(Tarefas do exercício)
[a] Liste todos os nomes de lugares citados no texto sobre Chiapas, cada um uma só vez.
[b] Continue o texto sobre Chiapas a partir da última frase.

(Texto fornecido)
Giovanni Russo Spena, senador da Refundação Comunista e um atento observador da América
Latina, tem certeza: a tragédia dos fiéis em oração, por obra de grupos paramilitares
em Acteal, não é um fato episódico, mas poderia ser o início de uma nova fase de
repressão. "O governo mexicano sabe que não pode resolver o problema de Chiapas
prodigalizando algum subsídio às populações indígenas para que se desloquem das suas
terras. Portanto poderia também decidir suprimir a resistência indígena com um ataque
maciço do exército". Quando, em 1994, começou-se a falar de Chiapas, do
subcomandante Marcos e do bispo Samuel Ruiz García, Russo Spena foi um dos primeiros a
intuir a importância daquilo que estava acontecendo naquela região, até então
desconhecida, entre o México e Guatemala, na qual pobres camponeses à procura de um
pedaço de terra para cultivar deveriam conquistá-las com os grandes latifundiários.

(Dados fornecidos)
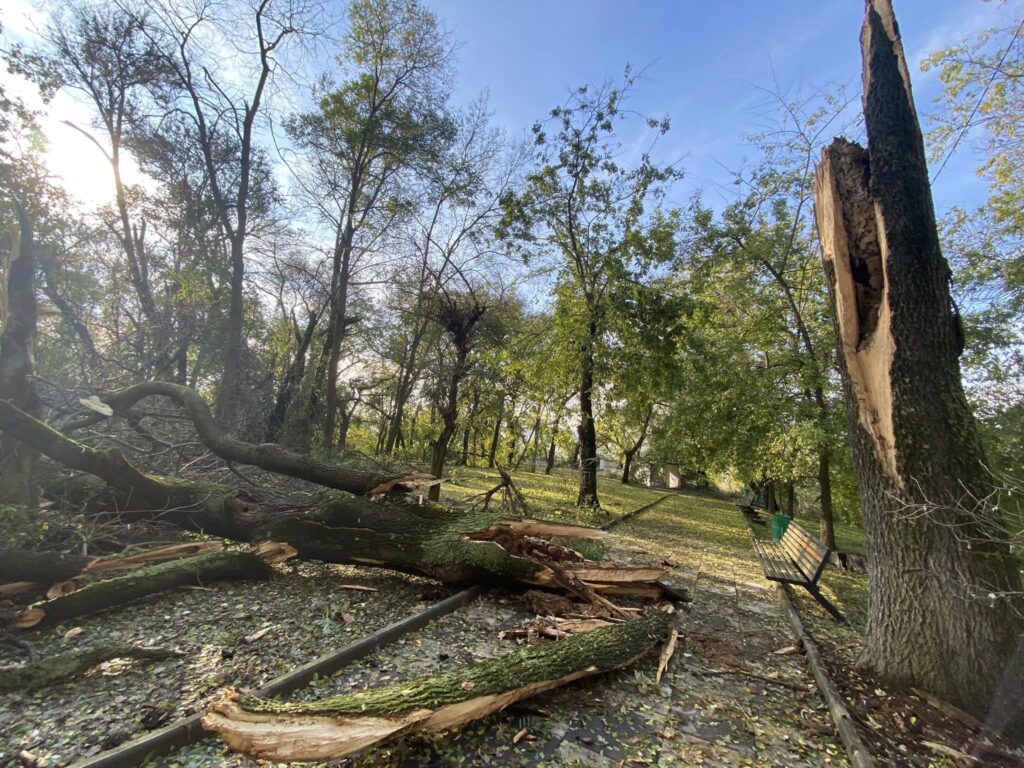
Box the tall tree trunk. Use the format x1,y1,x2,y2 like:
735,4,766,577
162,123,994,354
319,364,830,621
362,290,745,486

(Problemas resolvidos)
[a] América Latina, Acteal, Chiapas, México, Guatemala

[b]
"Neste
território, como em outras partes da América Latina, já há uns 20 anos as populações
locais opõem-se à exploração cada vez mais intensiva e monopolista dos recursos. É
suficiente pensar que as quatro centrais elétricas de Chiapas produzem 55% de toda a
energia do México, mas 30% das habitações do Estado e 90% das habitações das
comunidades indígenas não têm eletricidade. Além disso, 30% dos recursos hídricos de
superfície do México encontram-se em Chiapas, mas somente 10% dos índios têm água
corrente em casa.
Aquilo
que é importante entender é que em Chiapas não há uma batalha de retaguarda, ou seja,
uma natural resistência do mundo agrícola à modernização, mas assiste-se a uma
batalha de "vanguarda" porque o que acontece em Chiapas acontece em todo o lugar
se procura aplicar um modelo de desenvolvimento econômico como o neoliberalista. Aqui há
uma modernidade que avança sem criar desenvolvimento, um processo de globalização que
deixa atrás de si, como náufragos à deriva, um povo de desesperados. É significativo
que a revolta zapatista em Chiapas tenha estourado dia 1º de janeiro de 1994, o mesmo dia
da entrada em vigor do Tratado de livre comércio entre o Canadá, EUA e México".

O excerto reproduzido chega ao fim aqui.